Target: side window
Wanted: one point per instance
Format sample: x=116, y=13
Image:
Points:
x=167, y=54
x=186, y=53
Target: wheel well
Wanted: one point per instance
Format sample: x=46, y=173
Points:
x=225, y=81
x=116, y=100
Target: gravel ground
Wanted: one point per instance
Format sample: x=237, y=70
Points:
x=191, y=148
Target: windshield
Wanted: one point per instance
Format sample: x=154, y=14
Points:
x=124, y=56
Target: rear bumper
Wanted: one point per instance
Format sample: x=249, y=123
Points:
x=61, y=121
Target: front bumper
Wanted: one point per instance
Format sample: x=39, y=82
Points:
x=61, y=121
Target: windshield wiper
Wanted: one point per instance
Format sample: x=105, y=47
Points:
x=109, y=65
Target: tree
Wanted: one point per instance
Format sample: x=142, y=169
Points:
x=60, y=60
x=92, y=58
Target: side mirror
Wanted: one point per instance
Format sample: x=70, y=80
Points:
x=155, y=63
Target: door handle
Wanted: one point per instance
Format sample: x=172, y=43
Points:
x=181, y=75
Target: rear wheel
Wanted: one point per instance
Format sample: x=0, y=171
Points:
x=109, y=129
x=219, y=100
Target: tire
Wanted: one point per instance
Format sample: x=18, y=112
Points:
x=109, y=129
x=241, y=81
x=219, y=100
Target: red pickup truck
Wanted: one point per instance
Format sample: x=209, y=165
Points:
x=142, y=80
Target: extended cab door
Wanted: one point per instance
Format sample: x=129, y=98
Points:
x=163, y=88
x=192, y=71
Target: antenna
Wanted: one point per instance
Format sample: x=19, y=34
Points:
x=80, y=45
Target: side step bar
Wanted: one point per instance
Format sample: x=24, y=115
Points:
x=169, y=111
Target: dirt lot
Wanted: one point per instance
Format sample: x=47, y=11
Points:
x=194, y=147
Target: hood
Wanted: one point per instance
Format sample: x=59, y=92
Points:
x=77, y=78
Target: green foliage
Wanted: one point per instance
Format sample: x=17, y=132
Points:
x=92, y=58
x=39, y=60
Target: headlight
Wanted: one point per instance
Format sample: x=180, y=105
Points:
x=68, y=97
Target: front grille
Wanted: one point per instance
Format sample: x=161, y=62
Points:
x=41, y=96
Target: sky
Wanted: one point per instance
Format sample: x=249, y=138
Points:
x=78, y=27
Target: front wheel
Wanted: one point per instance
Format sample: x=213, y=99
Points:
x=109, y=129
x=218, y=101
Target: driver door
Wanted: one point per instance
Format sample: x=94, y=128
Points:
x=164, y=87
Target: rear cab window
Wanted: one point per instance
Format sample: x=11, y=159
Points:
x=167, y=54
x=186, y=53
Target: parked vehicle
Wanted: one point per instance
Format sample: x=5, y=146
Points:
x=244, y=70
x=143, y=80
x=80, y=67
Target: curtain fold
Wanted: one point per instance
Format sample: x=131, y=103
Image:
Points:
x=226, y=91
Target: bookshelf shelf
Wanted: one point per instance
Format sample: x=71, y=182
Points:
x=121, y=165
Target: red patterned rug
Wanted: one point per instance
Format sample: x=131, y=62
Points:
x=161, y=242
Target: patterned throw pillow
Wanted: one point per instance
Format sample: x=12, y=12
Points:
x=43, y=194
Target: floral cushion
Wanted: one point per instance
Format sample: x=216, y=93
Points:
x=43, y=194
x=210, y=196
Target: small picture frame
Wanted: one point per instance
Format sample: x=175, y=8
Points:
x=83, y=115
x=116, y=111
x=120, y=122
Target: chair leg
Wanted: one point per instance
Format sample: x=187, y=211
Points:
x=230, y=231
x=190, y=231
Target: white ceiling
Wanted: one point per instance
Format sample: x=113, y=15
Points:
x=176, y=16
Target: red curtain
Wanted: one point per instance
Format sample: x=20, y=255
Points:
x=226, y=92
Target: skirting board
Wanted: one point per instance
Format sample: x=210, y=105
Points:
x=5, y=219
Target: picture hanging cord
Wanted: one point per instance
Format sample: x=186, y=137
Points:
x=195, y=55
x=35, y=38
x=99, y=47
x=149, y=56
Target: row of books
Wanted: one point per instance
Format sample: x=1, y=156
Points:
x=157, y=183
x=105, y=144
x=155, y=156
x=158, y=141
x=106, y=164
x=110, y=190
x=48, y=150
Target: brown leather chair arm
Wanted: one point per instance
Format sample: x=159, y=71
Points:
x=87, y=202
#####
Exercise: For the string "picture", search the preceding data and copy every line that includes it.

Exercise solution:
Target: small picture frame
Target: picture hanging cord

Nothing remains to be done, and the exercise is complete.